##### MATERIAL SUPPLIED #####

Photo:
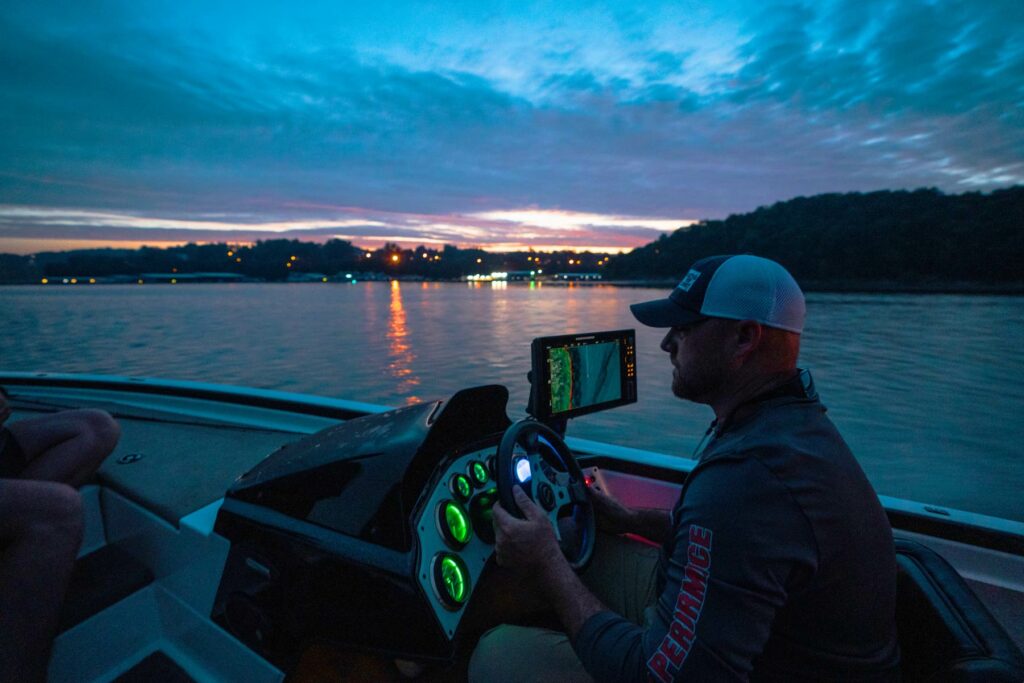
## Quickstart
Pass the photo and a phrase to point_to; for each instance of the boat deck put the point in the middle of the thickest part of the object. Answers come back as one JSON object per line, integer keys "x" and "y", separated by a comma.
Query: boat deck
{"x": 155, "y": 501}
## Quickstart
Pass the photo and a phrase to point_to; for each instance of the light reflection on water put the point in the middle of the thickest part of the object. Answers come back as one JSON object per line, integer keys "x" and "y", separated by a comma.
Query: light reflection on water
{"x": 399, "y": 349}
{"x": 929, "y": 390}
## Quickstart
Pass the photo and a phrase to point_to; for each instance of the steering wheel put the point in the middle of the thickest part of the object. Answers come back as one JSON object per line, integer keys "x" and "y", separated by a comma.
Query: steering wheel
{"x": 534, "y": 457}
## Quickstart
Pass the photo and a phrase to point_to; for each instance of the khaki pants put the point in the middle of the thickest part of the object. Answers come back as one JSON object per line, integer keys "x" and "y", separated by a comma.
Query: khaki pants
{"x": 622, "y": 574}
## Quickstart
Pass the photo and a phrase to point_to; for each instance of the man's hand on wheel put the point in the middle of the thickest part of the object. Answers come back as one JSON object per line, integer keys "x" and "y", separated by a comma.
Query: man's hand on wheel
{"x": 527, "y": 544}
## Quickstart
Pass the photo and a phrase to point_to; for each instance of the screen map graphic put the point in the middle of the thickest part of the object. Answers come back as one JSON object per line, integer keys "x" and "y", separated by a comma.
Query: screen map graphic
{"x": 584, "y": 375}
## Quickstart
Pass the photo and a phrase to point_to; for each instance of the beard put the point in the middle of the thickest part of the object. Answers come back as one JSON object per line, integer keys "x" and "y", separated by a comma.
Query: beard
{"x": 699, "y": 379}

#####

**EXERCISE DIRECTIONS**
Without including the pictures, return each record above exactly as it stands.

**WORKED ANSWER**
Photo:
## Quickstart
Pass the photo and a phrase to point_to; for each instance of the boat deck put the point in the middle of the thickest part of the object. Answers come back as one JSON object per line, integer keys "x" and "y", separated by a comma.
Query: boat deck
{"x": 155, "y": 501}
## Quickstart
Pass the photo and a phrase to point_to; for each instance of the light reflection on water put the point in the middle of the thickest part of the object. Answers come back as one JSON object per line, integer keys "x" and "y", separated by a comma.
Query: light reflection on water
{"x": 399, "y": 349}
{"x": 929, "y": 390}
## Quickstart
Pass the photo and a phrase to point_to; for each instance of the steering wheel put the point in the middle of the thickest part of the object. Answers come back as one JSON object per line, integer keys "x" and "y", separated by a comma.
Query: steering wheel
{"x": 534, "y": 457}
## Quickstart
Pass the photo and a phrase to point_to; for each instance of the khaki pants put the point in the middle of the thickest part of the object. Answers come back as one JSON object per line, integer keys "x" and "y", separated by a comma.
Query: khaki pants
{"x": 622, "y": 574}
## Quickstart
Pass the photo and a phrase to point_to; for each instance of the man's hand on wheel put the point in the middle of the thickest part of the object. Answers come back as one JSON object per line, integer keys "x" and "y", separated by a comma.
Query: man's hand on wheel
{"x": 527, "y": 544}
## Quickstart
Pass the photo and a phrase to point_to; for each instance of the screen map graphic put the point in the middle of the thickest part of the object. Answers come back as one JSON object per line, integer keys "x" and "y", separated by a comma.
Query: screen map graphic
{"x": 584, "y": 375}
## Quickstart
Pass the photo and a phrase to point_to; for each instance of the beard put the point in the middle of the thickest part of the object. Answers come back as one JSON object per line, integer keys "x" and "y", separated by a comma.
Query: beard
{"x": 699, "y": 379}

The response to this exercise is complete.